## Start SOURCE RECORDS

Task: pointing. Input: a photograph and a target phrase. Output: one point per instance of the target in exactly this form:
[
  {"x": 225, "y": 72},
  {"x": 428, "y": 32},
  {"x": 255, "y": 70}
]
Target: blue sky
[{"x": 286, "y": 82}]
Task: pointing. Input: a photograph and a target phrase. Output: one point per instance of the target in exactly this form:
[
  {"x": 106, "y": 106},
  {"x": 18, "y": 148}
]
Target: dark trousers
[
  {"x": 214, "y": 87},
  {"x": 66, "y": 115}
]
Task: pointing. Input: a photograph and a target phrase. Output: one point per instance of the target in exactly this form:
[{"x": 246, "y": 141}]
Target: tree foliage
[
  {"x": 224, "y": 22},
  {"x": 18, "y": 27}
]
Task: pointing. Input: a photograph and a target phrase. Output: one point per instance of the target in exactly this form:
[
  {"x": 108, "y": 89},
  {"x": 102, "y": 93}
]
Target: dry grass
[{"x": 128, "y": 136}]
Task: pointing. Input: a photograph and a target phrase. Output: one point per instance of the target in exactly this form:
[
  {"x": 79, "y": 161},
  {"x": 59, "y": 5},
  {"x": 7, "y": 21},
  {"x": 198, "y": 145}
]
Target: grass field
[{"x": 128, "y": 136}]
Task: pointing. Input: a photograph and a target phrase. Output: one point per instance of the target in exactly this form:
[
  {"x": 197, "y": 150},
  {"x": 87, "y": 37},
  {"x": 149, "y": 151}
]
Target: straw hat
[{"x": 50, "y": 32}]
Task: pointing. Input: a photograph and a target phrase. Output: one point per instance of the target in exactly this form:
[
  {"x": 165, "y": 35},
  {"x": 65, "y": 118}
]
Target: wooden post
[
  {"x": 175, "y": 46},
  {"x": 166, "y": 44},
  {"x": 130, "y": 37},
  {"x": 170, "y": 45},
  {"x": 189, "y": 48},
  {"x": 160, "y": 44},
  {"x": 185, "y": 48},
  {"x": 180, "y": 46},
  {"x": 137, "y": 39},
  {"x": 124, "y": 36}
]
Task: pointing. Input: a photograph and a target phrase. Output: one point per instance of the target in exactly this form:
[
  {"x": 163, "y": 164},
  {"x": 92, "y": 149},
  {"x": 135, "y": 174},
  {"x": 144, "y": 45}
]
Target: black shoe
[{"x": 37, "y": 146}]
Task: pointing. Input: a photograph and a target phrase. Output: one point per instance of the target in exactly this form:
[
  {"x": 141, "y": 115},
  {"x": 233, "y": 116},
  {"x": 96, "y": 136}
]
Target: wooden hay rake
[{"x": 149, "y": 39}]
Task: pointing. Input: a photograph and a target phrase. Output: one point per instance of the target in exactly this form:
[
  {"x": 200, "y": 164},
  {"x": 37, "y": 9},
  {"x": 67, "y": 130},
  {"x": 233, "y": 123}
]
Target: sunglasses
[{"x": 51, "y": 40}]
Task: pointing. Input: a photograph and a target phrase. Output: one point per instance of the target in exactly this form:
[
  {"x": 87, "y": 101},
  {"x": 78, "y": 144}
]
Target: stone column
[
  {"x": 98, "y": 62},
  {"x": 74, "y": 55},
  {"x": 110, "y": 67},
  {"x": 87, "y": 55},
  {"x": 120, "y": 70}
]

## End SOURCE RECORDS

**TASK REQUIREMENTS:** Repeat the entries above exactly, leaving nothing out.

**TASK SOLUTION:**
Task: pointing. Input: a photograph and a target phrase. Output: one point per instance of the target in exactly this form:
[
  {"x": 225, "y": 72},
  {"x": 428, "y": 32},
  {"x": 255, "y": 70}
]
Target: blue sky
[{"x": 286, "y": 82}]
Task: pointing. Input: a photograph and a target phrase. Output: one point per instance of the target in exactly this form:
[
  {"x": 106, "y": 106},
  {"x": 18, "y": 148}
]
Target: dark trousers
[
  {"x": 214, "y": 87},
  {"x": 66, "y": 115}
]
Task: pointing. Input: a photograph and a target phrase. Output: one point per instance of the target in exactly this form:
[{"x": 246, "y": 141}]
Target: tree foliage
[
  {"x": 224, "y": 22},
  {"x": 18, "y": 27}
]
Task: pointing. Input: a photograph and a target phrase. Output: one point per instance of the target in exactly this form:
[
  {"x": 108, "y": 89},
  {"x": 102, "y": 93}
]
Target: dry grass
[{"x": 128, "y": 136}]
Task: pointing. Input: a photograph and a target phrase. Output: one point per instance of the target in exactly this form:
[
  {"x": 79, "y": 161},
  {"x": 59, "y": 5},
  {"x": 7, "y": 21},
  {"x": 198, "y": 145}
]
Target: grass field
[{"x": 128, "y": 136}]
Task: pointing. Input: a photograph and a target phrase. Output: one point per instance of the target in exactly this form:
[
  {"x": 197, "y": 150},
  {"x": 87, "y": 37},
  {"x": 149, "y": 151}
]
Target: straw hat
[{"x": 50, "y": 32}]
Task: pointing. Input: a photograph and a target phrase. Output: one point per instance of the target in exactly this form:
[
  {"x": 165, "y": 35},
  {"x": 65, "y": 118}
]
Target: wooden post
[
  {"x": 175, "y": 46},
  {"x": 166, "y": 44},
  {"x": 130, "y": 37},
  {"x": 170, "y": 45},
  {"x": 189, "y": 48},
  {"x": 160, "y": 44},
  {"x": 185, "y": 48},
  {"x": 180, "y": 46},
  {"x": 137, "y": 39},
  {"x": 124, "y": 36}
]
Task: pointing. Input: a photograph and a target phrase. Output: one point per instance of the target in exactly this form:
[
  {"x": 163, "y": 164},
  {"x": 92, "y": 149},
  {"x": 135, "y": 174},
  {"x": 144, "y": 45}
]
Target: black shoe
[{"x": 37, "y": 146}]
Task: pointing. Input: a photograph and a target phrase. Output: one point per instance of the target in exactly this form:
[
  {"x": 141, "y": 115},
  {"x": 233, "y": 116},
  {"x": 96, "y": 136}
]
Target: wooden hay rake
[{"x": 149, "y": 39}]
Task: pointing. Input: a photograph and a target phrase. Output: one point per instance of the target in exactly this form:
[
  {"x": 200, "y": 164},
  {"x": 37, "y": 9},
  {"x": 67, "y": 130},
  {"x": 233, "y": 123}
]
Target: sunglasses
[{"x": 51, "y": 40}]
Task: pointing. Input: a photograph and a target phrase. Output: one point per instance of the target in exactly this form:
[
  {"x": 87, "y": 101},
  {"x": 78, "y": 144}
]
Target: stone column
[
  {"x": 98, "y": 62},
  {"x": 74, "y": 55},
  {"x": 110, "y": 67},
  {"x": 87, "y": 55},
  {"x": 120, "y": 70}
]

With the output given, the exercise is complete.